◆ Given problem
Pull out every line in the records below that contains the word "tower". Treat uppercase and lowercase as different.

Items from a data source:
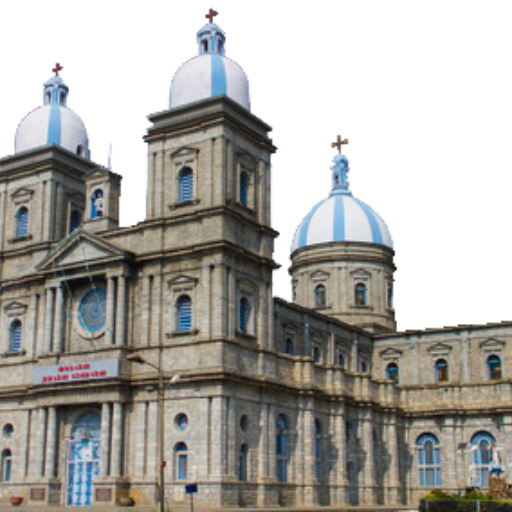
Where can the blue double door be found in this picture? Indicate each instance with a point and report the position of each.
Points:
(83, 460)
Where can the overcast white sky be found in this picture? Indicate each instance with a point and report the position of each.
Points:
(422, 89)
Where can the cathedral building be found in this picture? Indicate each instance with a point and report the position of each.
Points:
(138, 360)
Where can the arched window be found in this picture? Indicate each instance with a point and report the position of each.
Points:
(282, 448)
(390, 295)
(360, 294)
(16, 336)
(22, 222)
(429, 460)
(244, 188)
(242, 463)
(442, 373)
(74, 220)
(181, 461)
(186, 183)
(97, 204)
(289, 347)
(184, 313)
(318, 451)
(243, 315)
(494, 367)
(320, 296)
(392, 372)
(481, 446)
(317, 354)
(6, 465)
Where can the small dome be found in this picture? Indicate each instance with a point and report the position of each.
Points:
(53, 123)
(341, 217)
(210, 73)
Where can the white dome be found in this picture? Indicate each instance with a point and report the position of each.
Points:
(210, 73)
(53, 123)
(341, 217)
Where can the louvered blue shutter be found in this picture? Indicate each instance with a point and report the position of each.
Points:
(22, 222)
(16, 336)
(186, 185)
(184, 313)
(74, 220)
(244, 315)
(244, 183)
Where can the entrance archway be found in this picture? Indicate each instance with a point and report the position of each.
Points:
(83, 464)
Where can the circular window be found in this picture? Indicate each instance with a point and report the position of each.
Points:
(182, 421)
(92, 310)
(244, 422)
(8, 430)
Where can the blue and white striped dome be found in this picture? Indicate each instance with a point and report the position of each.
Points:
(53, 123)
(210, 73)
(341, 217)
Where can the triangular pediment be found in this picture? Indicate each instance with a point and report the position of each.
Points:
(360, 273)
(184, 152)
(391, 354)
(319, 275)
(492, 345)
(80, 250)
(440, 349)
(22, 193)
(182, 281)
(15, 308)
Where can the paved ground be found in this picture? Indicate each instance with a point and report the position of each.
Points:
(10, 508)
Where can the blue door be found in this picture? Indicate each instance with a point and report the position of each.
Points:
(83, 460)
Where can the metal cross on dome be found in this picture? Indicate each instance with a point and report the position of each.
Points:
(211, 14)
(57, 68)
(339, 142)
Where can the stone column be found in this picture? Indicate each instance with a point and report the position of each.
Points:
(59, 320)
(263, 447)
(34, 327)
(121, 311)
(219, 433)
(341, 462)
(145, 330)
(116, 458)
(110, 313)
(51, 443)
(394, 463)
(41, 429)
(369, 484)
(156, 310)
(309, 436)
(3, 213)
(105, 440)
(48, 345)
(232, 306)
(153, 457)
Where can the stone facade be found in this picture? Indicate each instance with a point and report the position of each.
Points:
(277, 403)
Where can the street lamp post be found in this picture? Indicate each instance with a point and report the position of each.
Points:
(137, 358)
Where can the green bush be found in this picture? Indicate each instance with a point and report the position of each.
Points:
(437, 494)
(476, 495)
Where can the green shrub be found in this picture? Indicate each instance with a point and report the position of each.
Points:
(437, 494)
(476, 495)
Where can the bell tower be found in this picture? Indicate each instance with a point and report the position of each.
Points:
(209, 190)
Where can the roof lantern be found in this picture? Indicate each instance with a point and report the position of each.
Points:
(53, 123)
(341, 217)
(210, 73)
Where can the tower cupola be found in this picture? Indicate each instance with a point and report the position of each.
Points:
(210, 73)
(54, 122)
(342, 257)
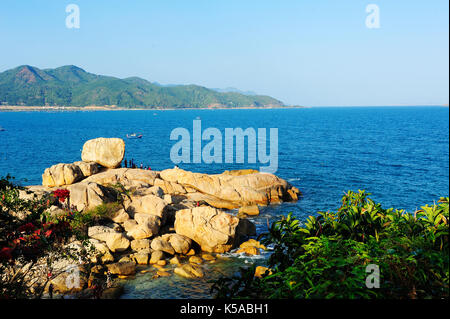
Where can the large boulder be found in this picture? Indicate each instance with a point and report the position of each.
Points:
(248, 188)
(87, 168)
(146, 226)
(67, 174)
(61, 174)
(211, 228)
(107, 152)
(128, 177)
(102, 253)
(123, 268)
(86, 195)
(114, 240)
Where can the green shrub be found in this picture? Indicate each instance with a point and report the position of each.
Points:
(327, 256)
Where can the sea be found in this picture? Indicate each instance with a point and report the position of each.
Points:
(400, 155)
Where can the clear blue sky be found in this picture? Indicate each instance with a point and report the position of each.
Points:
(313, 52)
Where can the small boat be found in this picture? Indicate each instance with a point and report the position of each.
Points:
(134, 135)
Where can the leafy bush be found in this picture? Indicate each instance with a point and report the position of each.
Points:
(29, 237)
(327, 256)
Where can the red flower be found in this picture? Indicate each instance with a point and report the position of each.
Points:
(26, 228)
(6, 253)
(61, 194)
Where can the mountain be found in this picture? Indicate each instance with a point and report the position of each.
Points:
(72, 86)
(230, 89)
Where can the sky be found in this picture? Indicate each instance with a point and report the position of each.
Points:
(311, 53)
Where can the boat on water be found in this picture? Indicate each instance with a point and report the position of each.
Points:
(134, 135)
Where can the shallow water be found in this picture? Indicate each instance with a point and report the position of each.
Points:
(399, 154)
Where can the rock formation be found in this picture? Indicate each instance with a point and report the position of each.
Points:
(173, 214)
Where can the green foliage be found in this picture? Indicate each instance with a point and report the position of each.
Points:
(327, 256)
(72, 86)
(30, 238)
(80, 221)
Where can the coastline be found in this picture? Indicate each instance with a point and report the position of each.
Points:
(13, 108)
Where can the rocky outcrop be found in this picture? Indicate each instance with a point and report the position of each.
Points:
(146, 226)
(150, 205)
(211, 228)
(107, 152)
(115, 241)
(128, 177)
(122, 268)
(236, 189)
(67, 174)
(172, 243)
(86, 195)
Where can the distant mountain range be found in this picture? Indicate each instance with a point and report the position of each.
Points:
(72, 86)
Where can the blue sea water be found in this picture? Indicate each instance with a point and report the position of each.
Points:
(399, 154)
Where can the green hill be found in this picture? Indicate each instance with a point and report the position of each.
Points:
(72, 86)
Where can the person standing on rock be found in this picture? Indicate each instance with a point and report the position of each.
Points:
(108, 279)
(50, 291)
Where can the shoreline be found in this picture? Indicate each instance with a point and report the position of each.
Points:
(12, 108)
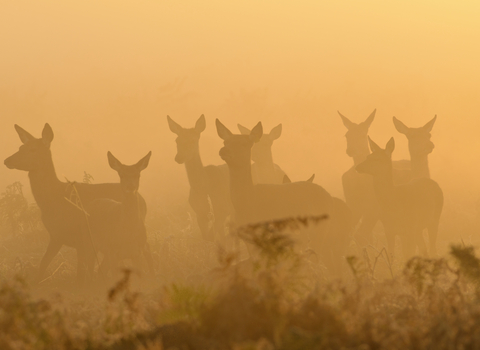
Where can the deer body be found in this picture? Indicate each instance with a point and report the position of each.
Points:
(65, 223)
(419, 146)
(358, 188)
(264, 170)
(206, 182)
(118, 227)
(265, 202)
(407, 209)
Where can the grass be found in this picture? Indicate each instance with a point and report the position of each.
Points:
(206, 297)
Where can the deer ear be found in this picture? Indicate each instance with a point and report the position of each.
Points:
(47, 135)
(174, 127)
(348, 124)
(200, 125)
(243, 130)
(222, 130)
(257, 132)
(401, 128)
(113, 162)
(373, 146)
(390, 146)
(429, 126)
(143, 163)
(24, 135)
(369, 120)
(276, 132)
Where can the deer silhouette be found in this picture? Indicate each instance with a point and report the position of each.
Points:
(65, 223)
(264, 170)
(407, 209)
(419, 146)
(358, 188)
(265, 202)
(206, 182)
(118, 227)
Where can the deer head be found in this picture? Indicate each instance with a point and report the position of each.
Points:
(379, 162)
(418, 138)
(33, 154)
(129, 174)
(262, 150)
(237, 149)
(187, 139)
(356, 135)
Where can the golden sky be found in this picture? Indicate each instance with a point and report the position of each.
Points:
(105, 74)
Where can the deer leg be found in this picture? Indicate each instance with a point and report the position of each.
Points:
(420, 243)
(408, 244)
(364, 234)
(432, 238)
(52, 250)
(147, 253)
(390, 235)
(201, 207)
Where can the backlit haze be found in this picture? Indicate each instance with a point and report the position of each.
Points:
(106, 74)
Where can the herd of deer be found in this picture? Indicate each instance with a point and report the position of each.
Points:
(110, 218)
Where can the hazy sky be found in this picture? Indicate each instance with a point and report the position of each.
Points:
(105, 74)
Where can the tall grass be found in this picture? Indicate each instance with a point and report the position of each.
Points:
(206, 297)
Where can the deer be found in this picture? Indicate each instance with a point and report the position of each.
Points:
(264, 170)
(206, 182)
(64, 221)
(286, 179)
(406, 209)
(255, 203)
(419, 146)
(358, 188)
(118, 227)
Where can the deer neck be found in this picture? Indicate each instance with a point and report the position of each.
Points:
(241, 183)
(131, 209)
(265, 164)
(419, 163)
(384, 188)
(359, 159)
(195, 171)
(361, 155)
(45, 185)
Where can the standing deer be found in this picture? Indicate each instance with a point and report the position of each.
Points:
(342, 222)
(286, 179)
(358, 188)
(64, 222)
(264, 170)
(405, 210)
(266, 202)
(205, 181)
(419, 146)
(118, 227)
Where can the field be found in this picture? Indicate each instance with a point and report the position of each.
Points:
(206, 297)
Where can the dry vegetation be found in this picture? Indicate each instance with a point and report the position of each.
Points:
(204, 297)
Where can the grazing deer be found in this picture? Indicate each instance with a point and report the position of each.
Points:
(405, 210)
(266, 202)
(64, 222)
(264, 170)
(341, 222)
(286, 179)
(205, 181)
(358, 188)
(118, 227)
(419, 146)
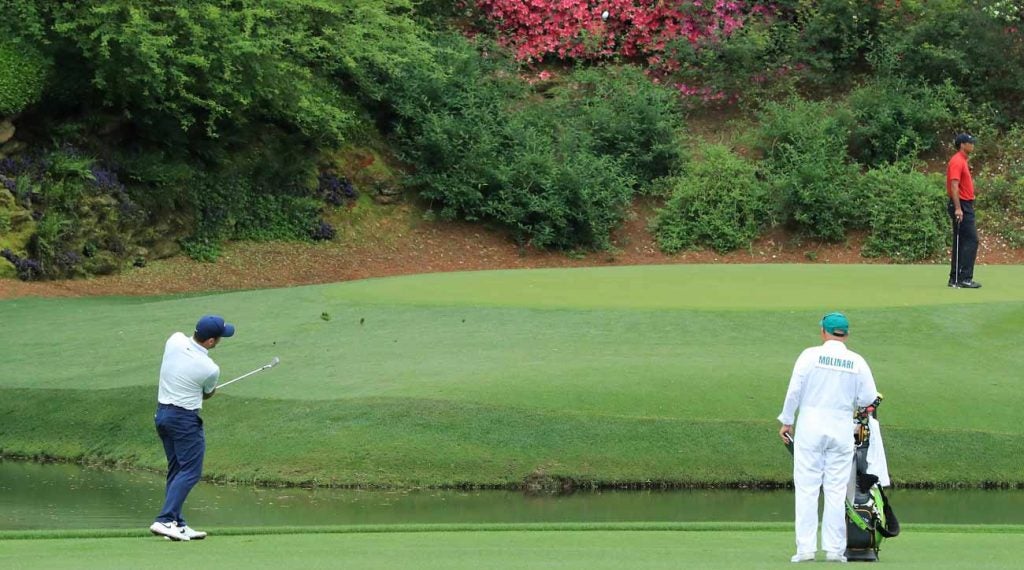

◆ Solved exercise
Where can the bell tower be found in this picture? Indicate each instance with a point and report the position of each.
Where can the tower cupola be found in this picture? Indicate each instance with a point and report the position of each.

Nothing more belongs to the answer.